# Schutzhund Motivation?



## BHM (Feb 27, 2013)

I understand that, just like any sport with discipline, Schutzhund needs to be taken seriously and entered carefully. I am considering doing it in future but not sure if I have the appropriate attitude for it so am looking to those who have done it before if I would be suitable for it. (I plan on getting a dog in future but have to sort some things first and want to be able to select the breed in advance to assess breeders in my area).

My motivation:

 A dog trained in schutzhund has an unbelievable bond with their handler/master/owner.
 The ability to call off my dog if necessary.
 I am up for anything that will let me bond with my dog as long as they enjoy it


----------



## RabbleFox (Jan 23, 2013)

Why not speak to a Schutzhund trainer in your area? You could probably sit in on a couple classes and see what it takes. It takes an incredible owner and an incredible dog to Schutzhund reliably. You will most likely need a dog of really high drive. You must ask yourself if this is the type of dog that you can dedicate ~15 years to. Thats a whole lotta dog.

> **SET EXERCISE 1**
In the Schutzhund thread, swap "bond" for "connection" and write out the passage that begins at the words "I understand that, just" and stops after "dog if necessary.".
> **SET EXERCISE 2**
In the Schutzhund thread, what does RabbleFox suggest the poster could probably do to see what the sport takes?
> **SET EXERCISE 3**
Summarize the Schutzhund thread in two sentences.
The data below comes from a separate, unrelated source.

> **MATERIAL SUPPLIED**

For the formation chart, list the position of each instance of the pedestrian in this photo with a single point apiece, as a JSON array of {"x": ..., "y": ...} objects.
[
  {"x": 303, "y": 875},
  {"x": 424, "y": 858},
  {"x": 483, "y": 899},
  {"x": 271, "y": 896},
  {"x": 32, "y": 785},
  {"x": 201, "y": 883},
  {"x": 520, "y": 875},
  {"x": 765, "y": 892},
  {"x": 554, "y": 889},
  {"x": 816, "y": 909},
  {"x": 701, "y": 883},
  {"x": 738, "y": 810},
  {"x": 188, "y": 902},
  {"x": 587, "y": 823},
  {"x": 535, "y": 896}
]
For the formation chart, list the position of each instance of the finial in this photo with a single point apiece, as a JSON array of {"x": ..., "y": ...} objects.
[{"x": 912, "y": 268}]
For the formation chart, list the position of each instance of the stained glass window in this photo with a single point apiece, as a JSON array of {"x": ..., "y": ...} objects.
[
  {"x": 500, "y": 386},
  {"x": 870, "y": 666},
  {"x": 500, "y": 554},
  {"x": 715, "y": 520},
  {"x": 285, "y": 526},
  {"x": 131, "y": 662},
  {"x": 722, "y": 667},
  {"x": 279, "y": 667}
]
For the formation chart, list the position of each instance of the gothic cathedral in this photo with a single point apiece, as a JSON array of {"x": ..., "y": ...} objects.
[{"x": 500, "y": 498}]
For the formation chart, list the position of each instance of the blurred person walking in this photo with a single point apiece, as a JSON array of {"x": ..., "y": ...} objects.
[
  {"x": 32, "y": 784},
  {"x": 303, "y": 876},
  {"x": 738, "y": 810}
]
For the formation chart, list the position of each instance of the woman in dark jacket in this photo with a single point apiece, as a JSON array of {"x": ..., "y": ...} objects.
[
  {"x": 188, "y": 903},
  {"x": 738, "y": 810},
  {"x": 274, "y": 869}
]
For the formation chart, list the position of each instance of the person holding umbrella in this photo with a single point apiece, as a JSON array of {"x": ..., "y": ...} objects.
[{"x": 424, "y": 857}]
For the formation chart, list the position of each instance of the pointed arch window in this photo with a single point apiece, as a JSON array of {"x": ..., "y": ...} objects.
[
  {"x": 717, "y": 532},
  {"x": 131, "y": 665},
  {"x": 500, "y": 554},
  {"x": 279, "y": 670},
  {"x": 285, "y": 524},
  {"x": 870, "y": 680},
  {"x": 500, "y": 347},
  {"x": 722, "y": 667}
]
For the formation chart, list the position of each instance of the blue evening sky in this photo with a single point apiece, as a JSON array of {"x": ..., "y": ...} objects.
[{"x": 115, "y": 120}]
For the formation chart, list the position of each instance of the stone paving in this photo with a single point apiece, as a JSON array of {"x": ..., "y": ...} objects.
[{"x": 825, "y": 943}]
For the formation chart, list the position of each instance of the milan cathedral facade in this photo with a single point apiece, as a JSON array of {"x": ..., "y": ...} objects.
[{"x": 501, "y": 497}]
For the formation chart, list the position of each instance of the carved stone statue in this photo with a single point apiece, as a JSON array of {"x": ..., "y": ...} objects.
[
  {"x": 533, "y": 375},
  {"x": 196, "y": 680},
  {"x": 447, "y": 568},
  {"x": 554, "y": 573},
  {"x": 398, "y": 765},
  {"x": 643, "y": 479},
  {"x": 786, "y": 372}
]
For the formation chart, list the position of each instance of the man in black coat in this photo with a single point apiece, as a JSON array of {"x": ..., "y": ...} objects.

> **EXERCISE OUTPUT 1**
I understand that, just like any sport with discipline, Schutzhund needs to be taken seriously and entered carefully. I am considering doing it in future but not sure if I have the appropriate attitude for it so am looking to those who have done it before if I would be suitable for it. (I plan on getting a dog in future but have to sort some things first and want to be able to select the breed in advance to assess breeders in my area).

My motivation:

 A dog trained in schutzhund has an unbelievable connection with their handler/master/owner.
 The ability to call off my dog if necessary.

> **EXERCISE OUTPUT 2**
Sit in on a couple of classes with a Schutzhund trainer in the area.

> **EXERCISE OUTPUT 3**
BHM is considering Schutzhund in the future and asks experienced people whether they would be suited to it, citing the strong bond between a trained dog and its handler, the ability to call off the dog, and a wish to bond with a dog that enjoys the activity. RabbleFox suggests speaking to a local trainer and sitting in on classes, noting that the sport takes an incredible owner and dog, most likely a very high-drive dog, and a commitment of about 15 years.